§ **Required task**: Please retype the lines below character for character, leaving the pictures out.

§ **Data for processing**:
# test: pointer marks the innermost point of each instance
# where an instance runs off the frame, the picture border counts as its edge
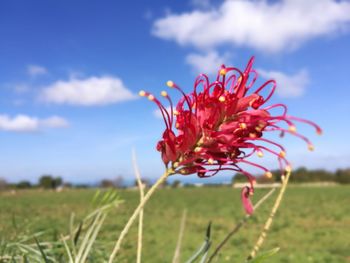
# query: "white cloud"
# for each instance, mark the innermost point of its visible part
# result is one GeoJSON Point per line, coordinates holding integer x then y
{"type": "Point", "coordinates": [158, 114]}
{"type": "Point", "coordinates": [24, 123]}
{"type": "Point", "coordinates": [36, 70]}
{"type": "Point", "coordinates": [288, 86]}
{"type": "Point", "coordinates": [54, 122]}
{"type": "Point", "coordinates": [87, 92]}
{"type": "Point", "coordinates": [262, 25]}
{"type": "Point", "coordinates": [201, 3]}
{"type": "Point", "coordinates": [207, 63]}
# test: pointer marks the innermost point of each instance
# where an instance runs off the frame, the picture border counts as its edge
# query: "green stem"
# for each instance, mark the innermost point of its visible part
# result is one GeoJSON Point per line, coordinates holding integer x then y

§ **Written response**:
# test: pointer marks the innermost point of each instance
# where an instance runs off the frame, the picture border counts as its edge
# query: "white cloud"
# for each instance, mark the innermost point of its visible part
# result is one GeoJSON Point per line, coordinates holding integer x then y
{"type": "Point", "coordinates": [158, 114]}
{"type": "Point", "coordinates": [24, 123]}
{"type": "Point", "coordinates": [36, 70]}
{"type": "Point", "coordinates": [288, 86]}
{"type": "Point", "coordinates": [54, 122]}
{"type": "Point", "coordinates": [87, 92]}
{"type": "Point", "coordinates": [262, 25]}
{"type": "Point", "coordinates": [201, 3]}
{"type": "Point", "coordinates": [207, 63]}
# test: pointer marks the innermost point of each instance
# where an instance runs off the frame, the picture border counts as its edge
# query: "green stem"
# for each instance, mark the innermost point of its visible part
# result is one GeoJSON Point per line, coordinates holding integer x then y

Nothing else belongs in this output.